> Directions for this task: Reproduce the records word for word, from the start of the records down to the line containing "561,214,757,505", including both ends.

> Supplied data:
-------

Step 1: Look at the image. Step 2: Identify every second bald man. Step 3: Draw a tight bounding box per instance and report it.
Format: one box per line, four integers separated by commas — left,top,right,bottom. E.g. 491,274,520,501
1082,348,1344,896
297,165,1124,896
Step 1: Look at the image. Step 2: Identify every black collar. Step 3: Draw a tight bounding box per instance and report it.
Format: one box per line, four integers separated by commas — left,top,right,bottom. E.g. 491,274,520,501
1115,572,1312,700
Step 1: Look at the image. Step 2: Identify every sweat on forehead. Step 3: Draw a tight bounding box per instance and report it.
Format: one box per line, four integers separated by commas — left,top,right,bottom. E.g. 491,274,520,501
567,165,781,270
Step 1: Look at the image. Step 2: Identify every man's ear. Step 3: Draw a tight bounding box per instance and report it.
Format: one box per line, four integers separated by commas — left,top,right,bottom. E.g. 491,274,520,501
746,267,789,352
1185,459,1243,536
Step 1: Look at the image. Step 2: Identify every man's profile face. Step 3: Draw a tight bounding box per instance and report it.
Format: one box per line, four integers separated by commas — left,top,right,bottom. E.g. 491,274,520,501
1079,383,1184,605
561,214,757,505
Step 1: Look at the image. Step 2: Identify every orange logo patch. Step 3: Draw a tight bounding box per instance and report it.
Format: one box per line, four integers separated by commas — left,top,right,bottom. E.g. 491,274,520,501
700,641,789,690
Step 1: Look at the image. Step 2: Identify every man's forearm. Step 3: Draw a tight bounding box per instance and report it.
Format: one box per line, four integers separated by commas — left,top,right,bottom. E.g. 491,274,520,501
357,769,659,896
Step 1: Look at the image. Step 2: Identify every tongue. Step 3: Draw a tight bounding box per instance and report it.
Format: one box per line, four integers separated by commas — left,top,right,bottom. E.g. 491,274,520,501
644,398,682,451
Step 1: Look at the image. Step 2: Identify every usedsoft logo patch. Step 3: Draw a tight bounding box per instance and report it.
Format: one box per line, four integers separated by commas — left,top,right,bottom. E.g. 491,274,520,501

-------

> Answer to the task:
Step 1: Look at the image. Step 2: Identify every second bald man. Step 3: Draw a tight bounding box per instance and report it.
Format: one box per line, four integers separated by commas — left,top,right,bottom. E.g. 491,274,520,501
1082,348,1344,896
297,165,1124,896
Step 1: Look at the image. Step 2: Identify every black collar. Step 3: Draw a tight bounding box per instance and report it.
Format: one box per line, four integers separated by commas — left,top,right,bottom. E.g. 491,274,520,501
1115,572,1312,700
Step 1: Look at the image. Step 2: Identify every sweat on forehead. Step 3: Draw a tight bounding box per instance and report it.
Format: one box per line, four integers separated by commas — left,top,right,bottom. E.g. 491,274,520,501
567,165,781,270
Step 1: Look at the image. Step 2: Identify every man's ear. Step 3: Draw a tight bounding box per instance and report it.
Format: one box per line, four integers separated by commas — left,top,right,bottom. E.g. 491,274,520,501
746,267,789,352
1185,459,1243,536
Step 1: Look at the image. Step 2: Identify every man's profile face. Step 3: Draw a tight bounding box per instance and report it.
Format: one box per line, four integers separated by commas — left,top,right,bottom. E.g. 491,274,520,501
1079,383,1184,605
561,214,757,505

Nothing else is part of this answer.